Point annotation dataset records:
start
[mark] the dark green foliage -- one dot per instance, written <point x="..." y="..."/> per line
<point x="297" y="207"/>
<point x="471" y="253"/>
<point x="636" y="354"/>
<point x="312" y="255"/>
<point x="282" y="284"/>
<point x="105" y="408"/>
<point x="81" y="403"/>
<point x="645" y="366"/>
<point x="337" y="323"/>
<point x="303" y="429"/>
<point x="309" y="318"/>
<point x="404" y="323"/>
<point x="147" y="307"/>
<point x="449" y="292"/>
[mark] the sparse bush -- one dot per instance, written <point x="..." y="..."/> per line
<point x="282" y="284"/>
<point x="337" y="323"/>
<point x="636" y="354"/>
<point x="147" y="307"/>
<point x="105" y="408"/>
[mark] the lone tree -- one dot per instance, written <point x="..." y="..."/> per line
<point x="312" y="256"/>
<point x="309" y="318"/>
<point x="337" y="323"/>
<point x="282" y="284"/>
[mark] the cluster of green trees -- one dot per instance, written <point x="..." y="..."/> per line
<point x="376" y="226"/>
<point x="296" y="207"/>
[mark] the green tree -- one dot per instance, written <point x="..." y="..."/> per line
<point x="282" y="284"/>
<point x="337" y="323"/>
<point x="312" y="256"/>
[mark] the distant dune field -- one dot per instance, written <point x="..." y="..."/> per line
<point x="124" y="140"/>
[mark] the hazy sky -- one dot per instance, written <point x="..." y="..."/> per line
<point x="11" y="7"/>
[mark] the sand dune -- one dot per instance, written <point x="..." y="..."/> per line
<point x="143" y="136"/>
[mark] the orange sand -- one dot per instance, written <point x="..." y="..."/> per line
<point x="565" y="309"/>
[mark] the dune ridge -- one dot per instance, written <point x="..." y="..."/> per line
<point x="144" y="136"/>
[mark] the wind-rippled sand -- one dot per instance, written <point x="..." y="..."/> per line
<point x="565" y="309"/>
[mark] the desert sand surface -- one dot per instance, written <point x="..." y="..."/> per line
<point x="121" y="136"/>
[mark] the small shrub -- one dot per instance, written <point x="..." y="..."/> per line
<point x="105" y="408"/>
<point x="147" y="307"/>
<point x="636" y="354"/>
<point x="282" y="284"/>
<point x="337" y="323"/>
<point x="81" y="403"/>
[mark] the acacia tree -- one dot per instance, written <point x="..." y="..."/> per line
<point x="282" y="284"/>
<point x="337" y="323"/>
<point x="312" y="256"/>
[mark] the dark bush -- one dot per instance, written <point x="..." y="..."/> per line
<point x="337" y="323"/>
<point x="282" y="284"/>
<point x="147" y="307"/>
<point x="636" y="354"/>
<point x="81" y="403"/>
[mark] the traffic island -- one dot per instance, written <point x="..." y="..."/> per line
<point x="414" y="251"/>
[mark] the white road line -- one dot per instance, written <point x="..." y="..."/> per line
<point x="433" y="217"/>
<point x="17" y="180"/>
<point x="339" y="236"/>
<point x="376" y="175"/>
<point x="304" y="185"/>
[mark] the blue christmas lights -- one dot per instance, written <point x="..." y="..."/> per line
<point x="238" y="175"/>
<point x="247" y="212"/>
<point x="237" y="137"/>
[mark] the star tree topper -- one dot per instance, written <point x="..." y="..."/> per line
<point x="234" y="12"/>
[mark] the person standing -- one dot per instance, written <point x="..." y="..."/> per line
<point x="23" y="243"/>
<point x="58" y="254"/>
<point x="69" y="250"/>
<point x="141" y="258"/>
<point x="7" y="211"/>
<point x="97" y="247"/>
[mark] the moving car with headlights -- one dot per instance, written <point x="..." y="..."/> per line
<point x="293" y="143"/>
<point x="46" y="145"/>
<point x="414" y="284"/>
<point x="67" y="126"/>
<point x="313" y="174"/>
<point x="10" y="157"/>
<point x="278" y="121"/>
end
■ **WHAT YOU ARE ASKED TO DO**:
Copy every line exactly. Leave nothing out.

■ **THE RESPONSE**:
[mark] the dark green foliage -- one dot per instance, written <point x="..." y="..."/> per line
<point x="297" y="207"/>
<point x="471" y="253"/>
<point x="636" y="354"/>
<point x="312" y="255"/>
<point x="282" y="284"/>
<point x="105" y="408"/>
<point x="81" y="403"/>
<point x="645" y="366"/>
<point x="337" y="323"/>
<point x="303" y="429"/>
<point x="309" y="318"/>
<point x="404" y="323"/>
<point x="147" y="307"/>
<point x="449" y="292"/>
[mark] the sparse bush -- one dot per instance, written <point x="..." y="..."/> per line
<point x="282" y="284"/>
<point x="337" y="323"/>
<point x="636" y="354"/>
<point x="147" y="307"/>
<point x="105" y="408"/>
[mark] the lone tree -- one dot per instance, written <point x="..." y="..."/> per line
<point x="312" y="256"/>
<point x="309" y="318"/>
<point x="337" y="323"/>
<point x="282" y="284"/>
[mark] the cluster of green trees -- one dot per instance, written <point x="..." y="..."/> per line
<point x="376" y="226"/>
<point x="296" y="207"/>
[mark] the green tree -- one dot per instance, written <point x="..." y="..."/> per line
<point x="282" y="284"/>
<point x="337" y="323"/>
<point x="312" y="256"/>
[mark] the distant dune field -- one dot per instance, written <point x="..." y="..."/> per line
<point x="124" y="140"/>
[mark] the hazy sky -- one dot per instance, written <point x="..." y="..."/> per line
<point x="11" y="7"/>
[mark] the sand dune -- one dot per instance, written <point x="..." y="..."/> per line
<point x="143" y="136"/>
[mark] the orange sand -- one dot per instance, written <point x="..." y="..."/> per line
<point x="565" y="309"/>
[mark] the dune ridge -- one dot per instance, written <point x="..." y="..."/> per line
<point x="144" y="136"/>
[mark] the wind-rippled sand -- one dot per instance, written <point x="..." y="..."/> per line
<point x="565" y="309"/>
[mark] the desert sand surface -- one dot per instance, written <point x="..." y="..."/> per line
<point x="121" y="136"/>
[mark] the small shrub -- one dot per instance, written <point x="..." y="..."/> per line
<point x="105" y="408"/>
<point x="147" y="307"/>
<point x="636" y="354"/>
<point x="282" y="284"/>
<point x="337" y="323"/>
<point x="81" y="403"/>
[mark] the acacia tree -- one dot per instance, written <point x="..." y="..."/> per line
<point x="282" y="284"/>
<point x="337" y="323"/>
<point x="312" y="256"/>
[mark] the dark bush -- one dot per instance, written <point x="..." y="..."/> per line
<point x="337" y="323"/>
<point x="282" y="284"/>
<point x="147" y="307"/>
<point x="636" y="354"/>
<point x="81" y="403"/>
[mark] the traffic island -- one dot per instance, written <point x="..." y="..."/> per line
<point x="414" y="251"/>
[mark] the white road line -- one dot per instance, written <point x="..." y="..."/> per line
<point x="433" y="217"/>
<point x="17" y="180"/>
<point x="339" y="236"/>
<point x="376" y="175"/>
<point x="304" y="185"/>
[mark] the blue christmas lights -- one dot per instance, written <point x="..." y="..."/> per line
<point x="238" y="175"/>
<point x="247" y="212"/>
<point x="237" y="137"/>
[mark] the star tree topper -- one dot per instance, written <point x="..." y="..."/> per line
<point x="234" y="12"/>
[mark] the person standing -- one dot per instance, written <point x="..." y="..."/> per line
<point x="23" y="243"/>
<point x="58" y="254"/>
<point x="69" y="250"/>
<point x="141" y="258"/>
<point x="7" y="211"/>
<point x="97" y="247"/>
[mark] the moving car with headlights -- one dot per instance, written <point x="..." y="..."/> per line
<point x="293" y="143"/>
<point x="46" y="145"/>
<point x="414" y="284"/>
<point x="67" y="126"/>
<point x="313" y="174"/>
<point x="10" y="157"/>
<point x="278" y="121"/>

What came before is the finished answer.